(Records drawn from a dataset)
┏━━

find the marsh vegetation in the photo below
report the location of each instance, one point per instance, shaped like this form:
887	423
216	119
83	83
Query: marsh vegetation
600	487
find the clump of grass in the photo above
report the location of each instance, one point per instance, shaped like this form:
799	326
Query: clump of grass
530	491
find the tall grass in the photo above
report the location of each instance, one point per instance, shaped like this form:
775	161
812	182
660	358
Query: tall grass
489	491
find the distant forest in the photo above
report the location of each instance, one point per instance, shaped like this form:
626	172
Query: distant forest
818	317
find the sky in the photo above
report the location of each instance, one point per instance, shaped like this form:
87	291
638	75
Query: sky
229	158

┗━━
┏━━

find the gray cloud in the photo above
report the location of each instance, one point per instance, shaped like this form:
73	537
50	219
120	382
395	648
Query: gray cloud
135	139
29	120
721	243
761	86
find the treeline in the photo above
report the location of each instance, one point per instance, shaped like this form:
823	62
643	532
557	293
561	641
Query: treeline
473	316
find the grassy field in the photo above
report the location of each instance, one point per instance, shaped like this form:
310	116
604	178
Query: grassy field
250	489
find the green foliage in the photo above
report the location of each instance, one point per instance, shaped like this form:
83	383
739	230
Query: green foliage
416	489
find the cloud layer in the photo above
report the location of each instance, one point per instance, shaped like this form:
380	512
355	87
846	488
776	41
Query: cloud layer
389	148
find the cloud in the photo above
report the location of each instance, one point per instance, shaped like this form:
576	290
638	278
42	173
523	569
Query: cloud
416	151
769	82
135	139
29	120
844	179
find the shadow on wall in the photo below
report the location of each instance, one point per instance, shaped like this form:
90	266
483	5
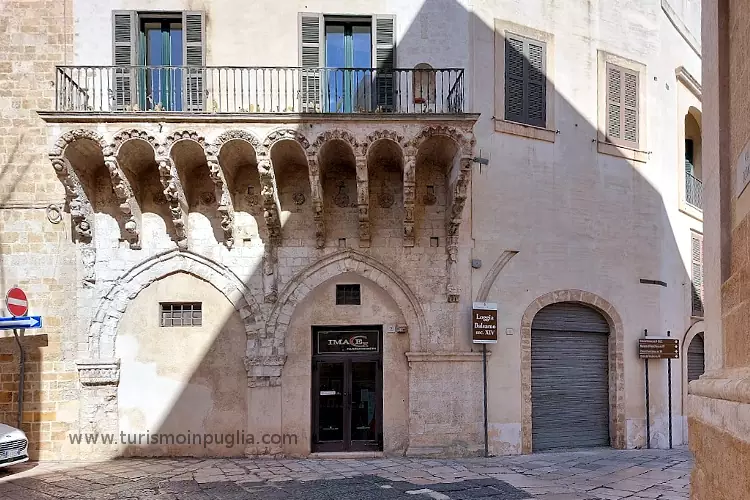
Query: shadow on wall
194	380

┗━━

Count the lines of the data that contain the string "find", and reply with that number alone.

12